TASK DETAILS:
Copy out the lines verbatim, everything from the line containing "For sports analytics purposes, locate the nose" down to the line containing "[228,256,253,279]", both included.

MATERIALS PROVIDED:
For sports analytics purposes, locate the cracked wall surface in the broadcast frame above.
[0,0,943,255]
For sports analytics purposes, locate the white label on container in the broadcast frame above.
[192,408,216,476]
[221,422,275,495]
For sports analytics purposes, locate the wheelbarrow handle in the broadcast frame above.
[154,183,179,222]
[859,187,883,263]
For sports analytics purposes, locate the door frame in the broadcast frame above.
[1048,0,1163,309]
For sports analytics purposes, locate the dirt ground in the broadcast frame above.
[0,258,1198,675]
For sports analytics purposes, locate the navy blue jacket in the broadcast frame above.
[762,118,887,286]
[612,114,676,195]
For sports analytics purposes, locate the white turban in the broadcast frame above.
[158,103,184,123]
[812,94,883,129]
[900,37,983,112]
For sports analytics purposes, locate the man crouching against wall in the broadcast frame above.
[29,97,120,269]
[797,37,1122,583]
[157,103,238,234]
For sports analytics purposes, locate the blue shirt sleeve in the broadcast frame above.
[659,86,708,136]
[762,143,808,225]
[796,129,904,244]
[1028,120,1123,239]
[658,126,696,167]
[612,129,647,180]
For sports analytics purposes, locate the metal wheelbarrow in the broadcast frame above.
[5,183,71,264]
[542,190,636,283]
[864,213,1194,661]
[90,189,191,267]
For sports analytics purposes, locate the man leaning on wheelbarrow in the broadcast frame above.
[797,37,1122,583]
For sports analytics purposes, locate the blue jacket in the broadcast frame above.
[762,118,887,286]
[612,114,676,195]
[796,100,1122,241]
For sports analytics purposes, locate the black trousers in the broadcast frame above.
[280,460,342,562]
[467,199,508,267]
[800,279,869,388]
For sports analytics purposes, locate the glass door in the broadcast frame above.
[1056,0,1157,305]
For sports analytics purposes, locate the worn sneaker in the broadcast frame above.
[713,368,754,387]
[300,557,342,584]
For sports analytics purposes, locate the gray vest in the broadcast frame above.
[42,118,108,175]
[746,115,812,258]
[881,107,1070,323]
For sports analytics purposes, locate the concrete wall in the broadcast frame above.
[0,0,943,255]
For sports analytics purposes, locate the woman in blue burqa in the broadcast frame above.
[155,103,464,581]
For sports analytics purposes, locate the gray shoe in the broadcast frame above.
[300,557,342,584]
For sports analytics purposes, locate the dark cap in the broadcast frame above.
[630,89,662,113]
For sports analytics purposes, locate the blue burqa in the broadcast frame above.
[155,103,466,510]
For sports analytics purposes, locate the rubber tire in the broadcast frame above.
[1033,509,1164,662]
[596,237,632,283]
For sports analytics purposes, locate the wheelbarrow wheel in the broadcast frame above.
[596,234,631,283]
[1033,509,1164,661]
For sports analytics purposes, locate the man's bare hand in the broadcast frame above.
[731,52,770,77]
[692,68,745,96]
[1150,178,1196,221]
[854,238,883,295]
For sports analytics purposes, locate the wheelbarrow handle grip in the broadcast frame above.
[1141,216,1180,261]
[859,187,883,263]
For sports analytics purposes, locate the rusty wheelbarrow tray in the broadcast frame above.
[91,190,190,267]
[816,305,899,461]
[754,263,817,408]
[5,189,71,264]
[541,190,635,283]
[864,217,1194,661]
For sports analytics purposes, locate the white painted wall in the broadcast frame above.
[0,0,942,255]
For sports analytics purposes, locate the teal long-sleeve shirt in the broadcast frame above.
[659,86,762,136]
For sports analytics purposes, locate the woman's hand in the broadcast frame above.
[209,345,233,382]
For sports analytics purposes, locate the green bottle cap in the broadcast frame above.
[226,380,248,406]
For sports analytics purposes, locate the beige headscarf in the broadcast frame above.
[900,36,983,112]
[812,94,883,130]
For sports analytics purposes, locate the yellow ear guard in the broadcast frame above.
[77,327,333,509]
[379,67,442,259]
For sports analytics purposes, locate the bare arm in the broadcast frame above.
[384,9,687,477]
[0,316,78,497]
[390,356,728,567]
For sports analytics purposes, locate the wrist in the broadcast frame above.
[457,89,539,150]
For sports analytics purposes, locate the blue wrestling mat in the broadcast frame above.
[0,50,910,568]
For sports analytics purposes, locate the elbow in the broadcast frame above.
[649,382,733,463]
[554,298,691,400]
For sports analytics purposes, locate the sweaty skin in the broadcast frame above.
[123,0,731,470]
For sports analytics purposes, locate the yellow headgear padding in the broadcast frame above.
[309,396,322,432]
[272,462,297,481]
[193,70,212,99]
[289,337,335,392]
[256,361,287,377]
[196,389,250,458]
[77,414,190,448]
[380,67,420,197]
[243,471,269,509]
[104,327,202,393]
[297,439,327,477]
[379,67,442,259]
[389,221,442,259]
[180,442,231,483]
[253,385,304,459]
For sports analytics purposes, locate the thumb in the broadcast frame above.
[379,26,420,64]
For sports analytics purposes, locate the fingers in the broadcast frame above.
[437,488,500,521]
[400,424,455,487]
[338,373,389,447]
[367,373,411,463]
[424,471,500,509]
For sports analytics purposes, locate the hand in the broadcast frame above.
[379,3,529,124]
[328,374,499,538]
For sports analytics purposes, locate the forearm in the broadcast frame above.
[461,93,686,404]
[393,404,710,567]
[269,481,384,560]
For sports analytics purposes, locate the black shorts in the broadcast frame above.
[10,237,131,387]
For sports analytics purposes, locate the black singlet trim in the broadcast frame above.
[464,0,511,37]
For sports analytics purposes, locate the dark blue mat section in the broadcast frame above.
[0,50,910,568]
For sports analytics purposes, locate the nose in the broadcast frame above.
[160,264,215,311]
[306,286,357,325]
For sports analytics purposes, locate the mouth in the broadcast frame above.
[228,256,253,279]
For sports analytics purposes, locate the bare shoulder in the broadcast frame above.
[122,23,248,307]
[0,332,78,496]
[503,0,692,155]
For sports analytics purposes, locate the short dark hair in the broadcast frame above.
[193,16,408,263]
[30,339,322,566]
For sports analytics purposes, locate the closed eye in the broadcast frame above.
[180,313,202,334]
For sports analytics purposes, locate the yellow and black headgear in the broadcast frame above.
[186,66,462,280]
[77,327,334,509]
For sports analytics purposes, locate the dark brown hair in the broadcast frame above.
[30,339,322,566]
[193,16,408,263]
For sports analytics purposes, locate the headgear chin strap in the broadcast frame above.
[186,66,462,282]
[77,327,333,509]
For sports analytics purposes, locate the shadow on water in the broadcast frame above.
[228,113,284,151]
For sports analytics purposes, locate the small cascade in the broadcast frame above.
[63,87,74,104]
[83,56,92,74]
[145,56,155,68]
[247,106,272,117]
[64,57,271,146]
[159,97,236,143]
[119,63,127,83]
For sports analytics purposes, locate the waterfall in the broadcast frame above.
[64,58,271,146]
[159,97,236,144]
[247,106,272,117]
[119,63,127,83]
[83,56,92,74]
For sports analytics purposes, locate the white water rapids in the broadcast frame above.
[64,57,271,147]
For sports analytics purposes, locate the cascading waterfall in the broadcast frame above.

...

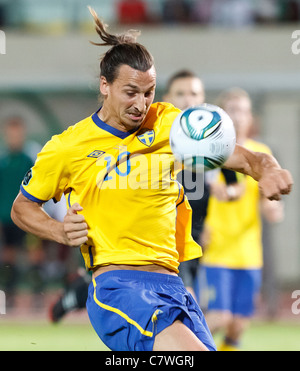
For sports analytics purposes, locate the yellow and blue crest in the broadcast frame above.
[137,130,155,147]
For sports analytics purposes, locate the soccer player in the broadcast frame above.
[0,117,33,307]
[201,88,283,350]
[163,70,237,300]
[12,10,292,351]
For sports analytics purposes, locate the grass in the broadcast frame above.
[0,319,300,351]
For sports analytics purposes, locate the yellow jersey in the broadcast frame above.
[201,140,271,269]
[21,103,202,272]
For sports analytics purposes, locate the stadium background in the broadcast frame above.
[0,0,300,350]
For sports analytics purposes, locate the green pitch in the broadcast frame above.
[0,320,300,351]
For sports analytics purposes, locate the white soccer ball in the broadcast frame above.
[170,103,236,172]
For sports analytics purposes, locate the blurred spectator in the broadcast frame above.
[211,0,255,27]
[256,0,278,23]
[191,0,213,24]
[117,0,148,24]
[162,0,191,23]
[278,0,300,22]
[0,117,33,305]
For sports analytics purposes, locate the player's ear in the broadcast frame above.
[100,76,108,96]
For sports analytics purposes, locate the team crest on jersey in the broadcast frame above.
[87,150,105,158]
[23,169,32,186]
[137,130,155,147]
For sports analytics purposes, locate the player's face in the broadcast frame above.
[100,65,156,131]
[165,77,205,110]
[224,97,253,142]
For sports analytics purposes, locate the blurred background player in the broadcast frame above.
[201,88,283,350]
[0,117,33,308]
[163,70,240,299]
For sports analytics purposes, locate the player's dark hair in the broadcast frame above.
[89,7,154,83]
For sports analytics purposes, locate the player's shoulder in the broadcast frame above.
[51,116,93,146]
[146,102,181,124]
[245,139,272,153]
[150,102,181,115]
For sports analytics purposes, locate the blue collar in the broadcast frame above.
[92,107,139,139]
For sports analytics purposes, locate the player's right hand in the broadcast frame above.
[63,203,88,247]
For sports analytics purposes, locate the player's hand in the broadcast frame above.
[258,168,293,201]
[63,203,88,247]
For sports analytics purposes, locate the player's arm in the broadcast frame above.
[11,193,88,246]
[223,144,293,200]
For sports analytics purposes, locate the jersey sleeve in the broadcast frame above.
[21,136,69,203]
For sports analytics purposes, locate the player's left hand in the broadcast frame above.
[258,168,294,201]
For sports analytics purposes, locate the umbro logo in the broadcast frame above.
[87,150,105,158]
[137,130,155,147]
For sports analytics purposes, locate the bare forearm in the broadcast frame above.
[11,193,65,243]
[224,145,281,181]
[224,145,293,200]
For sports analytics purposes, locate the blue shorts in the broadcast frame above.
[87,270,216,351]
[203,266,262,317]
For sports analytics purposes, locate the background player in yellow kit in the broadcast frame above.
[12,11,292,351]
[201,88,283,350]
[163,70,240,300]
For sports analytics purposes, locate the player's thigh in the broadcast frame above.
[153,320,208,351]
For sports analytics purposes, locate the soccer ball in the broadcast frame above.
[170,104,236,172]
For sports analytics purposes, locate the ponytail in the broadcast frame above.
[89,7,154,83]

IN RESPONSE:
For sports analytics purposes, locate the nose in the broadcast frame above.
[160,264,215,311]
[306,286,357,325]
For sports analytics purposes, locate the mouth in the broadcast frame above.
[228,256,253,279]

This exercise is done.